Do this
Reproduce the passage in the particle-probe puzzle from "(Case (0,0,0) no)" up to and including "(0,0,1), (1,1,1), (0,1,0)", word for word.

You are given the number of particles and you want to know where they are.

An “exact probe” at position p will return ‘yes’ if a particle is at position p and ‘no’ otherwise.

Warm-Up: There are two binary dimensions. There are two particles and their positions must differ in both dimensions. How many exact probes are necessary and sufficient to find the dimensions of the two particles.

Solution to Warm-Up: Just one probe. The particles can be either at locations (0,0) and (1,1) or at (0,1) and (1,0). A single probe at position, say, (0,0) can distinguish these two cases.

Question: Suppose there are three dimensions and three particles such that any two particles differ in at least two dimensions. How many exact probes are needed to find the positions of all three particles?

Solution:

Probe (0,0,0).

(Case (0,0,0) yes) If the probe returns ‘yes,’ then there are three possibilities:

(0,0,0), (0, 1,1), (1,0,1)

(0,0,0), (0, 1,1), (1,1,0)

(0,0,0), (1, 0,1), (1,1,0)

(Case (0,0,0) yes, (0,1,1) no) If the probe returns ‘no’ to (0,1,1) then the three positions are (0,0,0), (1,0,1), (1,1,0).

Figure. There are three particles such that each pair of particles differ in at least two of these dimensions. How many exact probes are needed to find the positions of all three particles?

(Case (0,0,0) yes, (0,1,1) yes) But if the probe finds a particle at (0,1,1) then there are two possibilities left ((1,0,1) and (1,1,0)) so one more probe is required. So, in the worst case, three are needed. (Note that (0,0,0) and (1,1,1) cannot both return ‘yes’ because then the third particle would be one dimension away from one of these.)

(Case (0,0,0) no) If the (0,0,0) probe returns ‘no,’ then try a probe at (0,0,1).

(Case (0,0,0) no, (0,0,1) yes) If the probe at (0,0,1) returns ‘yes,’ then the possibilities are

(0,0,1), (1,1,1), (1,0,0)

(0,0,1), (1,1,1), (0,1,0)

So one more probe at say (1,0,0) would be enough.

(Case (0,0,0) no, (0,0,1) no) If both exact probes (0,0,0) and (0,0,1) return ‘no,’ then try (0,1,1).

(Case (0,0,0) no, (0,0,1) no, (0,1,1) no) If that probe returns ‘no,’ then here are the possibilities (where N means that possibility has been excluded by previous probes).

(0,0,0) N

(0,0,1) N

(0,1,0)

(0,1,1) N

(1,0,0)

(1,0,1)

(1,1,0)

(1,1,1)

Then (0,1,0) must have a particle as must (1,0,0) and (1,1,1). There are no other triplets that are pairwise different in at least two dimensions.

(Case (0,0,0) no, (0,0,1) no, (0,1,1) yes) If (0,1,1) returns ‘yes,’ then we have

(0,0,0) N

(0,0,1) N

(0,1,0)

(0,1,1) Y

(1,0,0)

(1,0,1)

(1,1,0)

(1,1,1)

In that case only (0,1,1), (1,0,1) and (1,1,0) are possible.

End of solution.

Note that if there is only one particle, then we may need as many as seven exact probes to find it. So, let’s consider some improvements to the probe design.

Data provided

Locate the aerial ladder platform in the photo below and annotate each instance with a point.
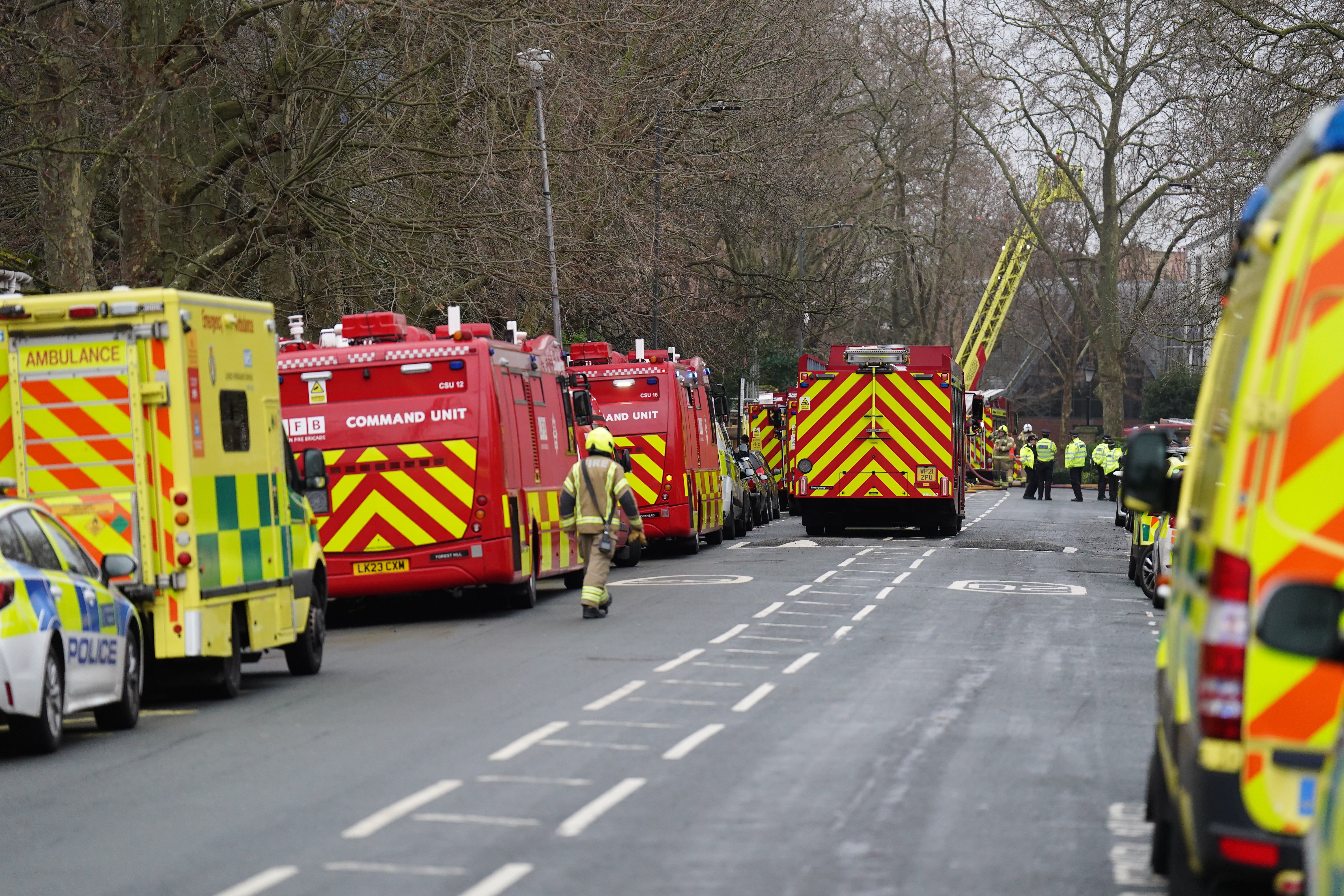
---
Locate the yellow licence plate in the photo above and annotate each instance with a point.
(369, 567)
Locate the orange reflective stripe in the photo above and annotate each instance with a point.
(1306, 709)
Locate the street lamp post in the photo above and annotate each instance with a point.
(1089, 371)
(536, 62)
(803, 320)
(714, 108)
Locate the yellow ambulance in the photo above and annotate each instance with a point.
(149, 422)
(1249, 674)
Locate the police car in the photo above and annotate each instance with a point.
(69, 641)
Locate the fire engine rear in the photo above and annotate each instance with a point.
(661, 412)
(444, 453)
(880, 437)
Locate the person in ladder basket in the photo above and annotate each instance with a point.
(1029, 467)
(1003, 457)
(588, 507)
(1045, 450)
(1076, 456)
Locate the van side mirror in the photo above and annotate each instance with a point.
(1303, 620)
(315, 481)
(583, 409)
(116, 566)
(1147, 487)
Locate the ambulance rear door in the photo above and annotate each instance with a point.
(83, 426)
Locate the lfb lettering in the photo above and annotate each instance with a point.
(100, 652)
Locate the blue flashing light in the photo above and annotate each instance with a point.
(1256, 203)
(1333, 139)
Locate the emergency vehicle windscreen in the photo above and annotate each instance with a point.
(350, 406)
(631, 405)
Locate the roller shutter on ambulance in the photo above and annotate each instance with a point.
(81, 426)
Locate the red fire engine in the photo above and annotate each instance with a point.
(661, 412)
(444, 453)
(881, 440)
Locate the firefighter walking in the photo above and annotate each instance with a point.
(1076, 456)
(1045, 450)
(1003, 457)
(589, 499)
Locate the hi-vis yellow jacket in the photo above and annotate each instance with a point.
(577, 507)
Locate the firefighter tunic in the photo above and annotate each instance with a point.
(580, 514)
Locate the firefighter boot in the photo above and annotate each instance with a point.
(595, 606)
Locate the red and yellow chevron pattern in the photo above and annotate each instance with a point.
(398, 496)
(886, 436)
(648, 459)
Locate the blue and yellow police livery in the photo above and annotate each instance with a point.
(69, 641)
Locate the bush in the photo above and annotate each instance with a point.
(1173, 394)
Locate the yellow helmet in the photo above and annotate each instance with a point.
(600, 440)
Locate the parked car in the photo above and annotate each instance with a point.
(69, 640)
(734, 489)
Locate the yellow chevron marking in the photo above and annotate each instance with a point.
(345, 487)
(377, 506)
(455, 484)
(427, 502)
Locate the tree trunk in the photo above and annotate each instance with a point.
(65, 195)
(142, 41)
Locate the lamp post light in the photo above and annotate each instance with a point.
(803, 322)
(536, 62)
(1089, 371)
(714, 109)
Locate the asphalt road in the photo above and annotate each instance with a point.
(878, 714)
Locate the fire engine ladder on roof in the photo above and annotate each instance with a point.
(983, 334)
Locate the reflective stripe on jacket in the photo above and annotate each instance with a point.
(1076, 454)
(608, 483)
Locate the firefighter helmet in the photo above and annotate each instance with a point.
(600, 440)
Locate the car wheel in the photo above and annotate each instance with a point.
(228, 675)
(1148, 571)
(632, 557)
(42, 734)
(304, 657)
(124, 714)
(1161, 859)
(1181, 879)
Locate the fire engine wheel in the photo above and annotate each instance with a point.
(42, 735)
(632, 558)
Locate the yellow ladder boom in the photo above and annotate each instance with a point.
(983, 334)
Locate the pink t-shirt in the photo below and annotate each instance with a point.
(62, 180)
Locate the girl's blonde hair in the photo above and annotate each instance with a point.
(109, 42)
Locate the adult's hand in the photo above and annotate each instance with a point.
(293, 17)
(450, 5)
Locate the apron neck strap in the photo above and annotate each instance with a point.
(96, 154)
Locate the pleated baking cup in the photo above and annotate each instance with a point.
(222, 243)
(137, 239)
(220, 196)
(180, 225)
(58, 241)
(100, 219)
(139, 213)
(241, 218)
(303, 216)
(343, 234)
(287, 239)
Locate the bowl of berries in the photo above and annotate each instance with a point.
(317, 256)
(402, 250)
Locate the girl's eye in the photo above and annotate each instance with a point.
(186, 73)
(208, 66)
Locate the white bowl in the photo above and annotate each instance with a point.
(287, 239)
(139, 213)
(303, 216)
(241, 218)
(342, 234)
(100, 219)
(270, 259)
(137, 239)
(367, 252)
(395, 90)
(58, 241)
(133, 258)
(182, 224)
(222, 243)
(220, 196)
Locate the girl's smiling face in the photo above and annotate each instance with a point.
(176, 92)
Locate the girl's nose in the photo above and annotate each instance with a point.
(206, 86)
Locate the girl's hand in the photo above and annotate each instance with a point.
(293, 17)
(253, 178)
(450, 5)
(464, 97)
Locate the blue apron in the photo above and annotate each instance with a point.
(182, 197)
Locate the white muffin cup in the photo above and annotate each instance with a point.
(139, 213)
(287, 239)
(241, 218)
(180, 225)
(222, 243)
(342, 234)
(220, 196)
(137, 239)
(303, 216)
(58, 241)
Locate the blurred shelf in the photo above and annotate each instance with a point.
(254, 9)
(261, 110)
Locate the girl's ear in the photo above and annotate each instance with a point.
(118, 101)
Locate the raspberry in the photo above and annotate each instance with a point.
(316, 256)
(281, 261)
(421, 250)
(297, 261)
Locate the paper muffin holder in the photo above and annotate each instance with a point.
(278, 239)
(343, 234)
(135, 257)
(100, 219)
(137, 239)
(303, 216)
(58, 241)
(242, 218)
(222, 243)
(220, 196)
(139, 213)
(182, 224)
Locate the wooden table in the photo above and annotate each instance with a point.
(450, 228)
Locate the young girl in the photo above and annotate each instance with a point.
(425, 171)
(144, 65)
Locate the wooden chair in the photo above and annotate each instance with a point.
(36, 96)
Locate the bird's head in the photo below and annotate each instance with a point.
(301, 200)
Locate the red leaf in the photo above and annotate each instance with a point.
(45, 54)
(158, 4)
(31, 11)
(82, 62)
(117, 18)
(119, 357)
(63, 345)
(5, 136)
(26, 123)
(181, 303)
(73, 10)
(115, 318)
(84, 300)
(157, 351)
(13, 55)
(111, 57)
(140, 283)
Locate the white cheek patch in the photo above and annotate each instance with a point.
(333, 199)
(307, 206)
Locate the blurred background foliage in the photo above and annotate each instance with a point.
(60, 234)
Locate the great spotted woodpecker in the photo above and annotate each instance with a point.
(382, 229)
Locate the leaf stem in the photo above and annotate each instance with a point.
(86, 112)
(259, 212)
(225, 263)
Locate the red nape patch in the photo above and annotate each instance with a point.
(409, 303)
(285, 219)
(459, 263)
---
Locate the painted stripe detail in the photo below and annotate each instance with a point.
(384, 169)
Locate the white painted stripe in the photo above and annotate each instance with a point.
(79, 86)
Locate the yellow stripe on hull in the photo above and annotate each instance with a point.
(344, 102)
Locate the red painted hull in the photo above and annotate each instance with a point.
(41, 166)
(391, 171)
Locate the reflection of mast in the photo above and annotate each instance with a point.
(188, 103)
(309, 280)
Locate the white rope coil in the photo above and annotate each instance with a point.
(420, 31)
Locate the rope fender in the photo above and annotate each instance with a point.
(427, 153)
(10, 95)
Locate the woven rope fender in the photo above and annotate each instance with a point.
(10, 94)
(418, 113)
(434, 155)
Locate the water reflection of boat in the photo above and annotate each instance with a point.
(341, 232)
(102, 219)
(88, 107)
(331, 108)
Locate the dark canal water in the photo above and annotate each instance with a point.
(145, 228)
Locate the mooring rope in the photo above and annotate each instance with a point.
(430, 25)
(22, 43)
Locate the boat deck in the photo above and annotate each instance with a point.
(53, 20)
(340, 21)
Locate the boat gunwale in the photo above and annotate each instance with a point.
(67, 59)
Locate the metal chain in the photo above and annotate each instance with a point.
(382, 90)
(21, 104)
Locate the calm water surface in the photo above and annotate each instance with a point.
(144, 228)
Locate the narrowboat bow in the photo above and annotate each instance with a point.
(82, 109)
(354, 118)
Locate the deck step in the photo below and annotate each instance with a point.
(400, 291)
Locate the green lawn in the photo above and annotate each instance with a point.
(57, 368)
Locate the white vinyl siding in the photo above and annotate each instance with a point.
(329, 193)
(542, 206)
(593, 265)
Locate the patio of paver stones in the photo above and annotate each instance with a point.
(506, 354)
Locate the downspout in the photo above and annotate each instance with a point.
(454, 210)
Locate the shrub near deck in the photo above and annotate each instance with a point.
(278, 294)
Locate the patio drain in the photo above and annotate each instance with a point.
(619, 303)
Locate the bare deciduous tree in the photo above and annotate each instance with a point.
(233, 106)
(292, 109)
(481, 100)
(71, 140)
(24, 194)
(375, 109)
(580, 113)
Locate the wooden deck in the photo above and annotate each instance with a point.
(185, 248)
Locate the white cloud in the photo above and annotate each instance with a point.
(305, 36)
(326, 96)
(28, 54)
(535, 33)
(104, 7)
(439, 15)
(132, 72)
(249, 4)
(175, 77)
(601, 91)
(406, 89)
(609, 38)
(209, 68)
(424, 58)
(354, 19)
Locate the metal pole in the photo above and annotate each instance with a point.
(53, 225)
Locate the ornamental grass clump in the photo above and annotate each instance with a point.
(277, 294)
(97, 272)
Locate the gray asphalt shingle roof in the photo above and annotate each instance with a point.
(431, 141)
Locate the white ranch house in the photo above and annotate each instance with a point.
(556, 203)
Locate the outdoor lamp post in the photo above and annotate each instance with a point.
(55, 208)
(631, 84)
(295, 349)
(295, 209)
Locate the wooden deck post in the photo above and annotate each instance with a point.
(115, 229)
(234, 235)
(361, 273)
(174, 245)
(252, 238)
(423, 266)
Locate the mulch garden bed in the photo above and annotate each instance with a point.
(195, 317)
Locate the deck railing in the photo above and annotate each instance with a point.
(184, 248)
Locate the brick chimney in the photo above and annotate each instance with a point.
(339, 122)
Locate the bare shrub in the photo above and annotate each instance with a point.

Answer to this exercise
(Case (0,0,0) no) If the (0,0,0) probe returns ‘no,’ then try a probe at (0,0,1).

(Case (0,0,0) no, (0,0,1) yes) If the probe at (0,0,1) returns ‘yes,’ then the possibilities are

(0,0,1), (1,1,1), (1,0,0)

(0,0,1), (1,1,1), (0,1,0)